■ To do:
a) In the article on the OpenAI investigation, how long before police say the shooting began did the shooter send his last message to ChatGPT?
b) Return, word for word, the passage of the article on the OpenAI investigation starting with "That context is" and going on through "be true simultaneously.".

■ Text:
____
AI Culture

The Shooter Asked ChatGPT. Now OpenAI Is Being Investigated.

Riley Torres ·

Phoenix Ikner opened fire on the Florida State University campus in April 2025. Two people died. Five were injured. And in the hours and minutes before the shooting, he was talking to ChatGPT.

According to court filings, Ikner entered more than 200 prompts into the chatbot in the lead-up to the attack. He asked about self-worth and whether people respected him. He asked what happened to mass shooters. He asked how to use a Glock and how to arm a shotgun. His last message to ChatGPT came three minutes before police say he started shooting.

This week, Florida Attorney General James Uthmeier announced an investigation into OpenAI. He is sending subpoenas. Victims' families are preparing to sue. Florida Congressman Jimmy Patronis is using the case to push something called the SHIELD Act, which would strip AI companies of the Section 230 protections that have largely shielded tech platforms from legal liability since 1996.

So here's the question we're all going to have to answer now: is any of this OpenAI's fault?

I'm genuinely not sure. And I've been thinking about AI chatbots for a while.

The comparison people reach for is Google. If someone searches "how do I use a Glock," nobody goes after Alphabet. Search engines have been answering questions about weapons, drugs, and crime for twenty-five years, and we've generally accepted that the tool isn't responsible for what the user does with the information. That logic has held up in court, in Congress, and in public opinion, through every moral panic about the internet.

But ChatGPT isn't quite a search engine. It's a conversational interface that generates answers rather than indexing them. It can register emotional content and pivot to logistics. In Ikner's case, the same conversation that started with questions about feeling disrespected ended with questions about firearms and maximum security prisons. A search engine doesn't carry context across a session. ChatGPT does.

That context is what makes the legal question interesting. It's also what makes people uncomfortable in a way that a Google search doesn't.

There's a version of this story where AI chatbots are just particularly fluent search engines, and all the same rules apply. And there's a version where persistent, contextually aware conversations with emotionally attuned systems constitute something different. Something we don't have legal frameworks for yet. We're going to find out which version is true in court. Probably multiple courts.

OpenAI said it cooperated with law enforcement after learning of the incident and proactively shared information. That's the right call. But cooperating after the fact and being legally liable are not the same thing, and both can be true simultaneously.

Here's what I think is actually happening: we're watching chatbots become legal actors. Not defendants, not witnesses. Something new. The chat log is already court evidence. The company that generated it is already under investigation. And the lawsuits haven't been filed yet.
____
■ Data under study:
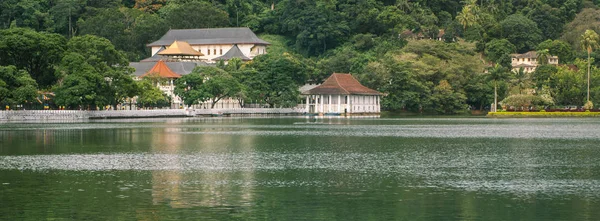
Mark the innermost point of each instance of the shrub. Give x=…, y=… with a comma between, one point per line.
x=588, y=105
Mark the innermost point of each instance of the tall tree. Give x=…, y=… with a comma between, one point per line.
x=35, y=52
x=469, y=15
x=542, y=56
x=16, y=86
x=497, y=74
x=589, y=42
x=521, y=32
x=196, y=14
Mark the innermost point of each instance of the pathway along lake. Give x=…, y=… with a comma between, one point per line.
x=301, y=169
____
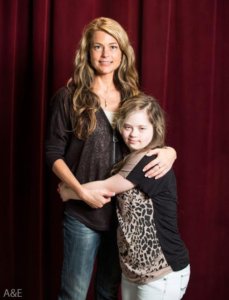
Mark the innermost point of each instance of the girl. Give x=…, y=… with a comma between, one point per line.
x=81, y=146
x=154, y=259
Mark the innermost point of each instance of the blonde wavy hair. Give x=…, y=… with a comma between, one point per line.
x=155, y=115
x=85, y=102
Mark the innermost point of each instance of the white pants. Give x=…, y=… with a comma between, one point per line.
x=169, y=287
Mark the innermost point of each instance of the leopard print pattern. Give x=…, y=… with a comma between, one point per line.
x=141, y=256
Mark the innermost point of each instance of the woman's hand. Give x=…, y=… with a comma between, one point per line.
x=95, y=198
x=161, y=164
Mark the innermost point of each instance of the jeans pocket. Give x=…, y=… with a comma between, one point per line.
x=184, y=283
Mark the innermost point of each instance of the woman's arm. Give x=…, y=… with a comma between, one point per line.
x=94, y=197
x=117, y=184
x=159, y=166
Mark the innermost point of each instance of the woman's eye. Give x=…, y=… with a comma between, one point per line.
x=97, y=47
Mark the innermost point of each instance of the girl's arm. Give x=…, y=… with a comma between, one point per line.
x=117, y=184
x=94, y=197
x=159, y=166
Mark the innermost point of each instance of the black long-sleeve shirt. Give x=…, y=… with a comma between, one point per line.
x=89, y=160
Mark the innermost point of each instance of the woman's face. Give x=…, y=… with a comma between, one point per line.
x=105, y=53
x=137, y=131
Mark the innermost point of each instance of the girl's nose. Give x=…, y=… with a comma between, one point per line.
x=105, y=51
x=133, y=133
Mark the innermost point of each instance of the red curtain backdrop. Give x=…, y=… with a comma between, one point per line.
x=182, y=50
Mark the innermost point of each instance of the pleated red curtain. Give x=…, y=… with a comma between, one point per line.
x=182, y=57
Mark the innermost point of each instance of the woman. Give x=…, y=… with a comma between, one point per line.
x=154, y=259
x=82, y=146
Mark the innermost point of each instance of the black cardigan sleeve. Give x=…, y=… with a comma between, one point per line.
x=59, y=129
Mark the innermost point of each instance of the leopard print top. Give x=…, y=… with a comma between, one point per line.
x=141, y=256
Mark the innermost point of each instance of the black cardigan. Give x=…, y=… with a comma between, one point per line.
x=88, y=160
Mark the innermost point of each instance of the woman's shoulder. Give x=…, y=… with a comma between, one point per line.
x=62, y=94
____
■ Answers:
a) Three minutes.

b)
That context is what makes the legal question interesting. It's also what makes people uncomfortable in a way that a Google search doesn't.

There's a version of this story where AI chatbots are just particularly fluent search engines, and all the same rules apply. And there's a version where persistent, contextually aware conversations with emotionally attuned systems constitute something different. Something we don't have legal frameworks for yet. We're going to find out which version is true in court. Probably multiple courts.

OpenAI said it cooperated with law enforcement after learning of the incident and proactively shared information. That's the right call. But cooperating after the fact and being legally liable are not the same thing, and both can be true simultaneously.